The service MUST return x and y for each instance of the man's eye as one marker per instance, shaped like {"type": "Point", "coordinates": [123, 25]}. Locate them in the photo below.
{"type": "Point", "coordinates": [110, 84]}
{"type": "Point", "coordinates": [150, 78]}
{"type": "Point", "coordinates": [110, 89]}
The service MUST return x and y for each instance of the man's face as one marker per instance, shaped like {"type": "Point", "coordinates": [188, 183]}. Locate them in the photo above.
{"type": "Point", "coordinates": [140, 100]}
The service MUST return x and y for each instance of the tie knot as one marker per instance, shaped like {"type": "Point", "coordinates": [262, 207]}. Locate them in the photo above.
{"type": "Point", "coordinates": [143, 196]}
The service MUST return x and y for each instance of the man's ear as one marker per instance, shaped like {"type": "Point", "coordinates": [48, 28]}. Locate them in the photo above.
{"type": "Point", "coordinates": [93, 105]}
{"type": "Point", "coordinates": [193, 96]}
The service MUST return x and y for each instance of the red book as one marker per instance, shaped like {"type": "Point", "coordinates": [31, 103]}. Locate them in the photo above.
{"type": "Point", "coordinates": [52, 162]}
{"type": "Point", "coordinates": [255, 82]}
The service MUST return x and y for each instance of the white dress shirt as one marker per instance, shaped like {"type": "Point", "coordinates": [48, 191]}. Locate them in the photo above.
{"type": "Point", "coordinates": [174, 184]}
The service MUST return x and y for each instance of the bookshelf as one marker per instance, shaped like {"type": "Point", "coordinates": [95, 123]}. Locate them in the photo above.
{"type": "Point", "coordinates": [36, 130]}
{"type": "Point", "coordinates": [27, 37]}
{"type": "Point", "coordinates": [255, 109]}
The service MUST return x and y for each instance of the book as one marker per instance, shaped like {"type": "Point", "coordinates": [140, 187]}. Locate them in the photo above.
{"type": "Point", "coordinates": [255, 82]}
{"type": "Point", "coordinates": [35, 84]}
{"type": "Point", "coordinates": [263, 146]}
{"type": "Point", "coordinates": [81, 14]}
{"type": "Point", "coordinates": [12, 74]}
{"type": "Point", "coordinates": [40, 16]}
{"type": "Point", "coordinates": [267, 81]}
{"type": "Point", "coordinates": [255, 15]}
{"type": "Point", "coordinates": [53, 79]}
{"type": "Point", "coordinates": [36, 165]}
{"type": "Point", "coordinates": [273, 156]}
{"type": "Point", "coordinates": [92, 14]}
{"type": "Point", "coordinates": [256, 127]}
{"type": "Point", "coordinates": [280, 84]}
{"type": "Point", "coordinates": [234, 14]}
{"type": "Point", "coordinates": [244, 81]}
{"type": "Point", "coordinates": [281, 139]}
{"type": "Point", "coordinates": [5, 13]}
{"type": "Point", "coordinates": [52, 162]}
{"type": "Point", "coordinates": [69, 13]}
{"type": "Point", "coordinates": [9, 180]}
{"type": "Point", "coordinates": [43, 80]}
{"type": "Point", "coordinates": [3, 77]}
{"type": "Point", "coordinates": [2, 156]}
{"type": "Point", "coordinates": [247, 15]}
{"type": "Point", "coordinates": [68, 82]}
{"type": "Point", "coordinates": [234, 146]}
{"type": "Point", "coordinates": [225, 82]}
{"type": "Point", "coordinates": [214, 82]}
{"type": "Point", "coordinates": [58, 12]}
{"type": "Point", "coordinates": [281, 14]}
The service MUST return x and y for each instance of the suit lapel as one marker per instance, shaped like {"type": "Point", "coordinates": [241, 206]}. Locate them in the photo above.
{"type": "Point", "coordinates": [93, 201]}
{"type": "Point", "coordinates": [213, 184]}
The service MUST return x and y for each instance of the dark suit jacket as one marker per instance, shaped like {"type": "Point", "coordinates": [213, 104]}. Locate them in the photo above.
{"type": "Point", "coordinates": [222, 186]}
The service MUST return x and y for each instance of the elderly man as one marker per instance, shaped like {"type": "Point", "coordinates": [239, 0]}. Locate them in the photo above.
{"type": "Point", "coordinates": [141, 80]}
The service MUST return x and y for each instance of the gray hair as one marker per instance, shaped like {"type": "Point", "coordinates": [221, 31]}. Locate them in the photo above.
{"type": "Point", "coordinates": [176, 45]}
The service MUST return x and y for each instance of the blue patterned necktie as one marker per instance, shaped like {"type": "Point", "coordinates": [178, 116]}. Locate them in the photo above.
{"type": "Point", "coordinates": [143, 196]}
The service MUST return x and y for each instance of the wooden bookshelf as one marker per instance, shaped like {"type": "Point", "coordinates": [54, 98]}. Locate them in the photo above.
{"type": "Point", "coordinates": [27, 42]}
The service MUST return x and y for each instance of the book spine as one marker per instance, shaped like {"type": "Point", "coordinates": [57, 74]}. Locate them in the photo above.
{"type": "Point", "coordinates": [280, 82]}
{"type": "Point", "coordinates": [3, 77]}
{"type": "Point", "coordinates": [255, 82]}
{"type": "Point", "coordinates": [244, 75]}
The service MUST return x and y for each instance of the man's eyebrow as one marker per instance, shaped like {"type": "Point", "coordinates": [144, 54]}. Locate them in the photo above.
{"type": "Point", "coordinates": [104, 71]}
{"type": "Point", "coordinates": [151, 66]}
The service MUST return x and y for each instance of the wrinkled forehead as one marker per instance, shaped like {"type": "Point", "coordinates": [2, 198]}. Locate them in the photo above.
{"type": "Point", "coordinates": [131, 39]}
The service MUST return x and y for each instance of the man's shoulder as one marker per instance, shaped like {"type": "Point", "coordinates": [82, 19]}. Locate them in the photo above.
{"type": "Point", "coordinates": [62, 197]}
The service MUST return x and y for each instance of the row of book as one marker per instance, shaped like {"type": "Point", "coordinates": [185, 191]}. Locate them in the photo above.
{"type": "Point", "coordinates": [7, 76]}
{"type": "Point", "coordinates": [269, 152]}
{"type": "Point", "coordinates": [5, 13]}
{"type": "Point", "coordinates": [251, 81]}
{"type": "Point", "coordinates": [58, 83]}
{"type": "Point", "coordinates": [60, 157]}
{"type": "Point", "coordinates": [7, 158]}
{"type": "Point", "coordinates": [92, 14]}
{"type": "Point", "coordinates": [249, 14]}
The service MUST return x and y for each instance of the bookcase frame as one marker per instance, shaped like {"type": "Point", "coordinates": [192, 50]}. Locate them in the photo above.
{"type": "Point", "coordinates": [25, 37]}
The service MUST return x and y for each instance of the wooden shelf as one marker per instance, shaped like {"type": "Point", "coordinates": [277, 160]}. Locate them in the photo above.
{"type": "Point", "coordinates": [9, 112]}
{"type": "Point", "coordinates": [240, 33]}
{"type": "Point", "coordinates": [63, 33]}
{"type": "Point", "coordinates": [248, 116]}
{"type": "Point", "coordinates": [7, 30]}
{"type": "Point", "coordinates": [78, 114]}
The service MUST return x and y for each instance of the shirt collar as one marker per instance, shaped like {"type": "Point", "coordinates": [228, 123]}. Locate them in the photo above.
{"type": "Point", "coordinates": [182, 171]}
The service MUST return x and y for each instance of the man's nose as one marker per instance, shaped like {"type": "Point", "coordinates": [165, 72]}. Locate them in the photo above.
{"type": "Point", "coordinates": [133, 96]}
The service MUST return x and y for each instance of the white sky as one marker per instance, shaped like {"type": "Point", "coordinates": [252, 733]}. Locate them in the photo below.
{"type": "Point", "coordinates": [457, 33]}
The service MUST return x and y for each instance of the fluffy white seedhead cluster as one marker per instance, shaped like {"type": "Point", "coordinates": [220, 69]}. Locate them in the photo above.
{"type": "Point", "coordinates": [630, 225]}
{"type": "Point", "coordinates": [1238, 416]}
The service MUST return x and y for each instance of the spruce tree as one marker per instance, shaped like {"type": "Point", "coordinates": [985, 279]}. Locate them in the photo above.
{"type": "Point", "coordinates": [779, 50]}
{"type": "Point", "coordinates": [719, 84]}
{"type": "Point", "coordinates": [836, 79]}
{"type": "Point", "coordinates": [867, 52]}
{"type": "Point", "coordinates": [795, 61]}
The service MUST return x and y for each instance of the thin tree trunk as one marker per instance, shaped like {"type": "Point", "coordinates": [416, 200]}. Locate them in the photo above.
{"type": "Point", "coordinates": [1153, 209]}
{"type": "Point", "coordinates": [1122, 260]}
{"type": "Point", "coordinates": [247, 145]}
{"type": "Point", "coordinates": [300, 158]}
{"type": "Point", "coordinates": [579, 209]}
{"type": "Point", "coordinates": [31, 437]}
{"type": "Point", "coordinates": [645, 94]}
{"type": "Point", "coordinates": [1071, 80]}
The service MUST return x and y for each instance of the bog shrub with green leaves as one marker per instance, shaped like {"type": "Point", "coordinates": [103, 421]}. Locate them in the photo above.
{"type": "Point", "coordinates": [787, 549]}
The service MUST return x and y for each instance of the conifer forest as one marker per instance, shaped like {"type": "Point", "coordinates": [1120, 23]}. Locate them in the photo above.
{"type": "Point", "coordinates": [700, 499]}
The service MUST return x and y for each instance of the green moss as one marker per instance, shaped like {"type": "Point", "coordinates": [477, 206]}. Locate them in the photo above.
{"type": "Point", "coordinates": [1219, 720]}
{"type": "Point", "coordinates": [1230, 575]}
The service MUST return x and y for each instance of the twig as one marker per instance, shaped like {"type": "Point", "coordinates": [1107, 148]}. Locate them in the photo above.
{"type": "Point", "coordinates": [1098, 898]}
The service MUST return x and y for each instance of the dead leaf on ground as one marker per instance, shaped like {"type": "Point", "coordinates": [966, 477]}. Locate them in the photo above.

- AIM
Copy the items word for word, from the line that contains "of the twig" through the last line of the items.

- WRITTEN RESPONSE
The service MUST return x and y for each instance of the twig as one marker per instance, shaped like {"type": "Point", "coordinates": [1107, 148]}. Locate them in the photo above.
{"type": "Point", "coordinates": [1098, 898]}
The service MUST return x and y for each instance of the dead leaf on ground as one marker per instance, shaped like {"type": "Point", "coordinates": [966, 477]}. Locate them in the photo above.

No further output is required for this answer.